## [PROVIDED ENTRIES]

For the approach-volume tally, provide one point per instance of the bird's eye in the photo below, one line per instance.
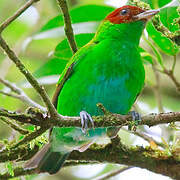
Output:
(124, 12)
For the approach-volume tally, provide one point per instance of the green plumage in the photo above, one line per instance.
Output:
(107, 70)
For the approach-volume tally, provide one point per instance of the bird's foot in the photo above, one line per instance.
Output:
(85, 118)
(136, 119)
(103, 109)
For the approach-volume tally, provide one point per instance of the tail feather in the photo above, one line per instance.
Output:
(47, 161)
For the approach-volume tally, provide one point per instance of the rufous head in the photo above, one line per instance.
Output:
(127, 14)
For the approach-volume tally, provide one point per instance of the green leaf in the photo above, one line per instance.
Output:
(164, 2)
(167, 16)
(80, 14)
(146, 57)
(165, 44)
(63, 50)
(53, 67)
(9, 167)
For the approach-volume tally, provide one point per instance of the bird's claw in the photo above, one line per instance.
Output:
(136, 119)
(85, 117)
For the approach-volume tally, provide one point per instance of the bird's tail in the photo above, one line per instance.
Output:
(47, 161)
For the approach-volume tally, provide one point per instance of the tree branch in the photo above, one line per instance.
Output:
(14, 126)
(20, 94)
(68, 27)
(115, 152)
(113, 173)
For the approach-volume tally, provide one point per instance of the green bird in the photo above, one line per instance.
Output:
(108, 70)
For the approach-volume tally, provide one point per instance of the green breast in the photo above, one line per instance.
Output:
(111, 73)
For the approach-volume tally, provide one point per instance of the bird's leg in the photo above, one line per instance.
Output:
(85, 117)
(136, 119)
(103, 109)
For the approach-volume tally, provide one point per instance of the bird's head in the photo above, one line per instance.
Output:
(127, 14)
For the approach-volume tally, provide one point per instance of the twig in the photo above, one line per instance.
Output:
(17, 172)
(28, 138)
(20, 94)
(22, 118)
(170, 74)
(113, 173)
(99, 121)
(154, 160)
(67, 22)
(21, 171)
(29, 77)
(145, 137)
(174, 64)
(156, 89)
(17, 14)
(14, 126)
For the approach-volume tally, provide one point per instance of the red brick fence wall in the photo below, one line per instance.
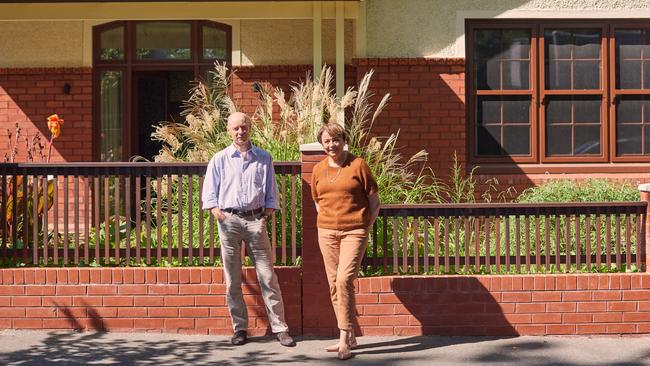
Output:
(192, 300)
(178, 300)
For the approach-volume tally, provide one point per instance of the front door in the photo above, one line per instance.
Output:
(157, 97)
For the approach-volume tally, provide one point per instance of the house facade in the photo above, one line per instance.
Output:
(525, 90)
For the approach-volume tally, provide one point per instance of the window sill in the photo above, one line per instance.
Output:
(558, 168)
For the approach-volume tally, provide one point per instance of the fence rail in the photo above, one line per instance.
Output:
(124, 214)
(508, 238)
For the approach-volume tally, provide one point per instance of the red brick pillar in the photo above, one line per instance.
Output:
(645, 196)
(318, 315)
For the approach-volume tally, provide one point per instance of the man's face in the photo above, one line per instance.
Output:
(239, 130)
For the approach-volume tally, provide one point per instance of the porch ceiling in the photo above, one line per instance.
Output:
(144, 1)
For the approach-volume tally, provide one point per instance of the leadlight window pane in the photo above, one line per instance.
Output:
(587, 140)
(489, 140)
(488, 74)
(558, 140)
(516, 140)
(586, 110)
(215, 43)
(163, 41)
(502, 59)
(559, 75)
(516, 75)
(628, 139)
(632, 120)
(573, 125)
(489, 110)
(110, 106)
(587, 44)
(516, 110)
(632, 58)
(628, 74)
(585, 75)
(111, 43)
(503, 125)
(573, 59)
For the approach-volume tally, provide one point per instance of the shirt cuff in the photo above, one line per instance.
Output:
(210, 204)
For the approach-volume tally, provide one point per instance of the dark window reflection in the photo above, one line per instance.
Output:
(573, 59)
(502, 59)
(632, 116)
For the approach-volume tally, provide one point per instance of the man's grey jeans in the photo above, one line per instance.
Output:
(232, 230)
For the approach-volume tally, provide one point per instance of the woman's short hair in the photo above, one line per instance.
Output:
(333, 129)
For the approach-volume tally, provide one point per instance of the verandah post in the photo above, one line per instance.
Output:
(645, 197)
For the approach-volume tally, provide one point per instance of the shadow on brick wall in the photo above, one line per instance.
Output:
(28, 96)
(451, 306)
(427, 107)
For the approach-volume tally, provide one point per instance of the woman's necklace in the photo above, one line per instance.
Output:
(338, 171)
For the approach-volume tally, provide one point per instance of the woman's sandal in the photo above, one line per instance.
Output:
(344, 355)
(335, 347)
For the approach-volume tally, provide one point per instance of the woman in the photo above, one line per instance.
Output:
(347, 202)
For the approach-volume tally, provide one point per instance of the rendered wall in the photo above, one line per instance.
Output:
(287, 42)
(425, 28)
(68, 43)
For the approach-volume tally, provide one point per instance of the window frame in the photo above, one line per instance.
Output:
(545, 93)
(540, 94)
(474, 93)
(615, 93)
(130, 64)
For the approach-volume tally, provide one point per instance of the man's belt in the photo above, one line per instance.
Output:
(242, 213)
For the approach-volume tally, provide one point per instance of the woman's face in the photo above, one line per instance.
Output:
(333, 146)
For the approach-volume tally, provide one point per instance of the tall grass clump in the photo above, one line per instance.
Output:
(590, 190)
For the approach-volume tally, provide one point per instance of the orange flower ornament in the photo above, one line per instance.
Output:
(54, 125)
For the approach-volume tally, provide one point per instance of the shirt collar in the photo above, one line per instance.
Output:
(234, 152)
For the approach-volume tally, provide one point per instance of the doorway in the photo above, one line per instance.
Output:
(157, 97)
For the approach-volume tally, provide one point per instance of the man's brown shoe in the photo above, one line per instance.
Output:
(238, 338)
(285, 339)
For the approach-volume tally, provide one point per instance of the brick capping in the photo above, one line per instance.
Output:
(408, 61)
(45, 70)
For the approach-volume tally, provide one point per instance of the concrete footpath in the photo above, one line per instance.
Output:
(95, 348)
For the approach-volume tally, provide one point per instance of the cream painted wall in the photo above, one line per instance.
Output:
(41, 43)
(435, 28)
(289, 42)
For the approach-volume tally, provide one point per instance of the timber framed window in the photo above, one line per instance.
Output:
(558, 91)
(141, 67)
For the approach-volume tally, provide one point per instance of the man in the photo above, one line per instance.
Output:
(241, 192)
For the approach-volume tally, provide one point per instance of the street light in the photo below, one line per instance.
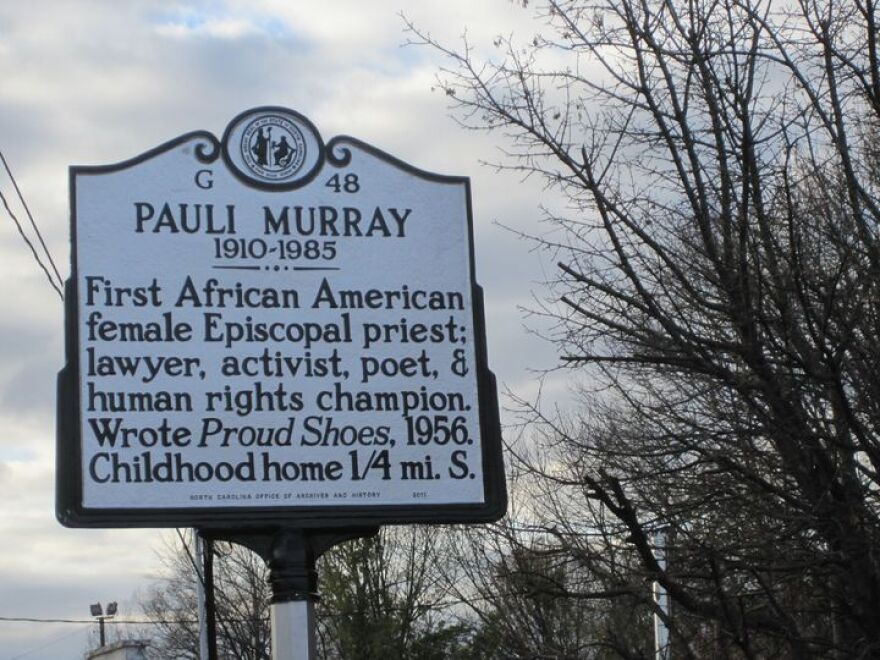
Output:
(98, 613)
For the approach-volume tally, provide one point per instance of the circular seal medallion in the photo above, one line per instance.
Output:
(272, 147)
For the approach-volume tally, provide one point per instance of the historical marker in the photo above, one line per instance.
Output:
(266, 329)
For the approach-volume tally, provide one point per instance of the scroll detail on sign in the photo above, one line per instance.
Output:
(271, 326)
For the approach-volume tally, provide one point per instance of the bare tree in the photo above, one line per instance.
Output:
(384, 596)
(242, 603)
(718, 291)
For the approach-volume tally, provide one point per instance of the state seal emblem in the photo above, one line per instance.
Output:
(272, 147)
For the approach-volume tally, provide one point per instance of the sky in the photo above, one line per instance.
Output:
(96, 82)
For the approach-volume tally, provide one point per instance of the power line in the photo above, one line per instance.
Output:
(27, 241)
(31, 218)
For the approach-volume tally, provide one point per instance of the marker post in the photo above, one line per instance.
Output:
(279, 341)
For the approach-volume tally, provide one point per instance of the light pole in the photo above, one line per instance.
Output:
(98, 613)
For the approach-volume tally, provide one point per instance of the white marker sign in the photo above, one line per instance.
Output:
(266, 326)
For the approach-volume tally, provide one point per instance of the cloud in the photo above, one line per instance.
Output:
(94, 82)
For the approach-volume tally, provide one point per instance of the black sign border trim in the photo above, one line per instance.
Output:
(69, 509)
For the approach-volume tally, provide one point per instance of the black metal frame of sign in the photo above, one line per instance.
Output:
(267, 520)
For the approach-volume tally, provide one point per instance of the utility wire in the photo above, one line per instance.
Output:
(39, 261)
(31, 218)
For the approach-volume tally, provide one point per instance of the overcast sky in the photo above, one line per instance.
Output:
(95, 82)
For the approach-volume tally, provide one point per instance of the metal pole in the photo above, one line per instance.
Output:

## [TASK DIRECTIONS]
Find how many lines in the preceding listing contain the word "head", and answer with that number only.

## [COMPLETED TASK]
2